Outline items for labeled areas
★ ★ ★

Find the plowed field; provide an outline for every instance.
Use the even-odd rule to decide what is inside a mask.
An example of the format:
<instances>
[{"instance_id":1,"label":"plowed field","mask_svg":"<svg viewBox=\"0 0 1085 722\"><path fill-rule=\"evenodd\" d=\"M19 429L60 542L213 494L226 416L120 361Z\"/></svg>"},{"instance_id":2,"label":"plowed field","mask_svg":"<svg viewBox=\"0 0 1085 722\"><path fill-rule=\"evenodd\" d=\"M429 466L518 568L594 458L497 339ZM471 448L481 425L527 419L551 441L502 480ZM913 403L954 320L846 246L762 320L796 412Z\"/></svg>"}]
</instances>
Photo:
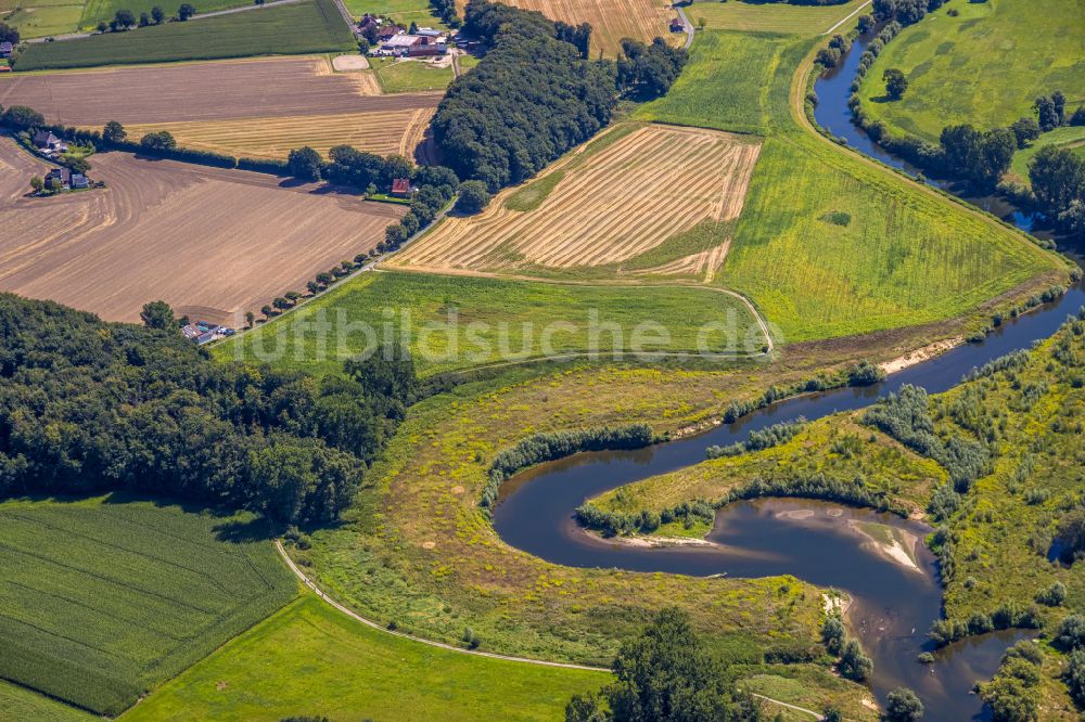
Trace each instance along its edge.
<instances>
[{"instance_id":1,"label":"plowed field","mask_svg":"<svg viewBox=\"0 0 1085 722\"><path fill-rule=\"evenodd\" d=\"M400 206L279 185L264 173L107 153L108 188L25 197L43 164L0 139L0 291L136 321L161 298L239 324L286 291L369 250Z\"/></svg>"}]
</instances>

★ ★ ★

**What you should do**
Can you quote every line of the material word for word, leaving out the pictures?

**Task answer**
Find the plowed field; provide an outline for every instance.
Use the even-odd rule to decide what is inside a mask.
An example of the format:
<instances>
[{"instance_id":1,"label":"plowed field","mask_svg":"<svg viewBox=\"0 0 1085 722\"><path fill-rule=\"evenodd\" d=\"M19 429L60 542L213 494L226 416L120 361Z\"/></svg>"},{"instance_id":2,"label":"plowed field","mask_svg":"<svg viewBox=\"0 0 1085 722\"><path fill-rule=\"evenodd\" d=\"M429 466L518 568L594 458L497 339ZM471 448L481 425L527 419L551 441L502 480ZM913 403L954 320L846 246L762 320L796 412Z\"/></svg>"}]
</instances>
Photo:
Trace each instance along its edge.
<instances>
[{"instance_id":1,"label":"plowed field","mask_svg":"<svg viewBox=\"0 0 1085 722\"><path fill-rule=\"evenodd\" d=\"M400 206L279 185L264 173L107 153L108 188L25 197L43 164L0 139L0 291L136 321L161 298L239 324L286 291L369 250Z\"/></svg>"}]
</instances>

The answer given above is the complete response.